──────── LISTED ENTRIES ────────

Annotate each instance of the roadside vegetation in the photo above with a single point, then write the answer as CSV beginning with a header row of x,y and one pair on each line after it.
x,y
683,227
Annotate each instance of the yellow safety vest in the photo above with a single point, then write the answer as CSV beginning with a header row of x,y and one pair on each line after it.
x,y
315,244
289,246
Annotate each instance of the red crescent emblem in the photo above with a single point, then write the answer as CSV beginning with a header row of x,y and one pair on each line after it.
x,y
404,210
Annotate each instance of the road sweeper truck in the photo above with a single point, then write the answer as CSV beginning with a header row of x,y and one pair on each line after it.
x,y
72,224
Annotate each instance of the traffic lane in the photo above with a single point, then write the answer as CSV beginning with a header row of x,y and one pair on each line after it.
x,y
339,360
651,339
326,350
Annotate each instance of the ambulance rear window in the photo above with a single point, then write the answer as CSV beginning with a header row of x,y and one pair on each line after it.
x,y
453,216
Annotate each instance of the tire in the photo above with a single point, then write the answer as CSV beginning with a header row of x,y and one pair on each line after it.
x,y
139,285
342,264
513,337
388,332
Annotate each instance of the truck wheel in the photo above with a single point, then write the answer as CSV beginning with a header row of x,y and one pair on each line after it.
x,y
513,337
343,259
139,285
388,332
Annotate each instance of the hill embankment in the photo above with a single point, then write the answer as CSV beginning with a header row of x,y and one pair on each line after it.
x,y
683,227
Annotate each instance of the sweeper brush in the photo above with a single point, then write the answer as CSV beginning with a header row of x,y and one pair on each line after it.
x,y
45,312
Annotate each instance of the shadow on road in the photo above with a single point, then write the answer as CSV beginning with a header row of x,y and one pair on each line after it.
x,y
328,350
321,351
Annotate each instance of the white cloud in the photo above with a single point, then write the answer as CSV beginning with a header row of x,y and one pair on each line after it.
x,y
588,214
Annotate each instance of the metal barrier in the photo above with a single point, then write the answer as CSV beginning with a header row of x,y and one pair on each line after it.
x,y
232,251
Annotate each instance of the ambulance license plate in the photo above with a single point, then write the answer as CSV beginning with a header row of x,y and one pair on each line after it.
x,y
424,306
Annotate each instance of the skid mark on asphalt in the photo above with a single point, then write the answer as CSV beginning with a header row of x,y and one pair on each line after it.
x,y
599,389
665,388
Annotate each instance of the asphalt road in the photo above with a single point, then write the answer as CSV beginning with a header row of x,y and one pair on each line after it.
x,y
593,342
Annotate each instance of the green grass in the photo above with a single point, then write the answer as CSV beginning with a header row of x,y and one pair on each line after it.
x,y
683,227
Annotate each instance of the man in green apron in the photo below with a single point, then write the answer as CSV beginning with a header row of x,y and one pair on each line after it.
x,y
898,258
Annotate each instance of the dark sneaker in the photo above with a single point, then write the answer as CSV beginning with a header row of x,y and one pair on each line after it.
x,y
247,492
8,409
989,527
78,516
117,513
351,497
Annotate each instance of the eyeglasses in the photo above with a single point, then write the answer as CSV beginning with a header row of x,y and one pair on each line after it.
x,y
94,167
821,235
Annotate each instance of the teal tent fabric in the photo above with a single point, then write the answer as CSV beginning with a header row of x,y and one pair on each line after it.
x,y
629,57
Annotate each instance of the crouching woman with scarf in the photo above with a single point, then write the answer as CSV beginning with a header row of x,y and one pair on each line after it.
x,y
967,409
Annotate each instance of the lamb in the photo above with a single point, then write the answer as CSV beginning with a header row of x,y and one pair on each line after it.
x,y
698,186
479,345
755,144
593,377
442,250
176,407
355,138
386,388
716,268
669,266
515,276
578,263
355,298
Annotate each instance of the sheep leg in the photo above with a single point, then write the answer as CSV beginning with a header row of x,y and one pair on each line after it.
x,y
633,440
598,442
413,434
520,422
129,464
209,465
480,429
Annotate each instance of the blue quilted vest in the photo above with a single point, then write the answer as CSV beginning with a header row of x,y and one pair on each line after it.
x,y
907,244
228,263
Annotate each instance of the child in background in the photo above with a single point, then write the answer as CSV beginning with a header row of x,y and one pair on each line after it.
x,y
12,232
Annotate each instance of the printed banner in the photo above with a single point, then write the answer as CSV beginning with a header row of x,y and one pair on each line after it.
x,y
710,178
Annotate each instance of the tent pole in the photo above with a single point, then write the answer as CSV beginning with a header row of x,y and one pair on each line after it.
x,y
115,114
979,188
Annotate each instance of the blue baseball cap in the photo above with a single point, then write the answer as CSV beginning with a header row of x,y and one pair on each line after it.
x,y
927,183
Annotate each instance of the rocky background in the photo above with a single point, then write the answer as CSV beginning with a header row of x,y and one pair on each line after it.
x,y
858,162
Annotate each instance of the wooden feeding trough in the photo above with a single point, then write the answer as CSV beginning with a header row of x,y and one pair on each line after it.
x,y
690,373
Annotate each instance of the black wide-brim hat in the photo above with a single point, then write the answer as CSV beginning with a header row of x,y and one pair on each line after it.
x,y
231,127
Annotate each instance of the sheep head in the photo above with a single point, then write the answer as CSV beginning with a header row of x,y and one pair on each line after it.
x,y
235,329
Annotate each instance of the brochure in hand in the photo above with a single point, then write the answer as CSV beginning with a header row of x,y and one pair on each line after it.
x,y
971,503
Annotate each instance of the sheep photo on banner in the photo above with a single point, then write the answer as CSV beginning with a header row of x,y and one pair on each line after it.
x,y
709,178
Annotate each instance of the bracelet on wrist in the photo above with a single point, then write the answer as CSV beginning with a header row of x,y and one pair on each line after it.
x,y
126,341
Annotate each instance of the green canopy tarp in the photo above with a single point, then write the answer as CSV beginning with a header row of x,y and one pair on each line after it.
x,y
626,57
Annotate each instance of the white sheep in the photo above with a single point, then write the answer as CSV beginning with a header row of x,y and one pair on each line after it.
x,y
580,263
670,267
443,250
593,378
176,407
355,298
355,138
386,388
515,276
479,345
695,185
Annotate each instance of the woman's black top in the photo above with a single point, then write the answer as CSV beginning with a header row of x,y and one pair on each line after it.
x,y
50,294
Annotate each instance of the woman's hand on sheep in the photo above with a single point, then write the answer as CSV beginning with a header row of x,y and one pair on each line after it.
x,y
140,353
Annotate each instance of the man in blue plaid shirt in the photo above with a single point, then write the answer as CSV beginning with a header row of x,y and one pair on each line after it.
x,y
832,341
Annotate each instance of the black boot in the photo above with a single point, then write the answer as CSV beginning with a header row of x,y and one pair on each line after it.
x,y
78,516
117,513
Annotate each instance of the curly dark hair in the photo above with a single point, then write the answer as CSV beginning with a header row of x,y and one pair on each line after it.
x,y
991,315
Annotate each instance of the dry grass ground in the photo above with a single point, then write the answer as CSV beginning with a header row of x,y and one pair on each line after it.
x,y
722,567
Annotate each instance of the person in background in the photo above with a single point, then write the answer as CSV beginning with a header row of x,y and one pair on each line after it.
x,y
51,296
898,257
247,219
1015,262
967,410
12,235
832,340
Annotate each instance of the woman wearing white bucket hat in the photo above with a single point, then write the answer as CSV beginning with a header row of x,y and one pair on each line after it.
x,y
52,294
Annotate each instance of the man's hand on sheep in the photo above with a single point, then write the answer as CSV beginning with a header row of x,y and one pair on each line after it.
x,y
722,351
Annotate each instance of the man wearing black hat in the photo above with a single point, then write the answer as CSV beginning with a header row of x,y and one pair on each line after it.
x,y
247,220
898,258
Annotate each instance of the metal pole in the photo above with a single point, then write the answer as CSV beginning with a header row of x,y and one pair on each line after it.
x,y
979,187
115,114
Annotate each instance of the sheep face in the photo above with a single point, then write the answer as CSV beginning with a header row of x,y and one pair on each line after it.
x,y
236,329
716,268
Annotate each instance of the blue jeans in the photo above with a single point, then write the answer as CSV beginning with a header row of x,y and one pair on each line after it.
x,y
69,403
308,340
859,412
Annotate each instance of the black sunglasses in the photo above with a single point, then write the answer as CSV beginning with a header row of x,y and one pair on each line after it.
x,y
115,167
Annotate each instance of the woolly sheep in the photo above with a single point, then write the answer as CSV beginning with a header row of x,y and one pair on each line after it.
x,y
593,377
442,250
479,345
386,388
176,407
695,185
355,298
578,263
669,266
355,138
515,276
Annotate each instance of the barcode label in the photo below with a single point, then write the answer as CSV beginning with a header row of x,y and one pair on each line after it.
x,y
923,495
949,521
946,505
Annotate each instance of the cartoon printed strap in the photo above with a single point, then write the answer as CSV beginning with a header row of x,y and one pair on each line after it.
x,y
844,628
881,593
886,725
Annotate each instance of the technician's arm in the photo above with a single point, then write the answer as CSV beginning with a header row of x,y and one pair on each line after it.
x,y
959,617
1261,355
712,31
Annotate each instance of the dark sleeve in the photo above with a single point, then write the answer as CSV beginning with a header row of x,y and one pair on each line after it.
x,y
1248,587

────────

* [WRITTEN TASK]: Set out the entries above as a numbered list, skipping blank lines, starting with the line that contains "Annotate each instance of the technician's" and going on through the last line of the entries.

* [WRITTEN SOLUTION]:
1. Annotate each instance of the technician's arm in the photo above with a single point, then write the answer as CSV beginning with a header row of x,y and one pair on each line after it.
2. x,y
3. 959,617
4. 1261,355
5. 712,31
6. Annotate each instance of the dark sleeve in the photo above with a single point, then write the answer as CSV beginning with a header row of x,y and one pair on each line after it.
7. x,y
8. 1248,587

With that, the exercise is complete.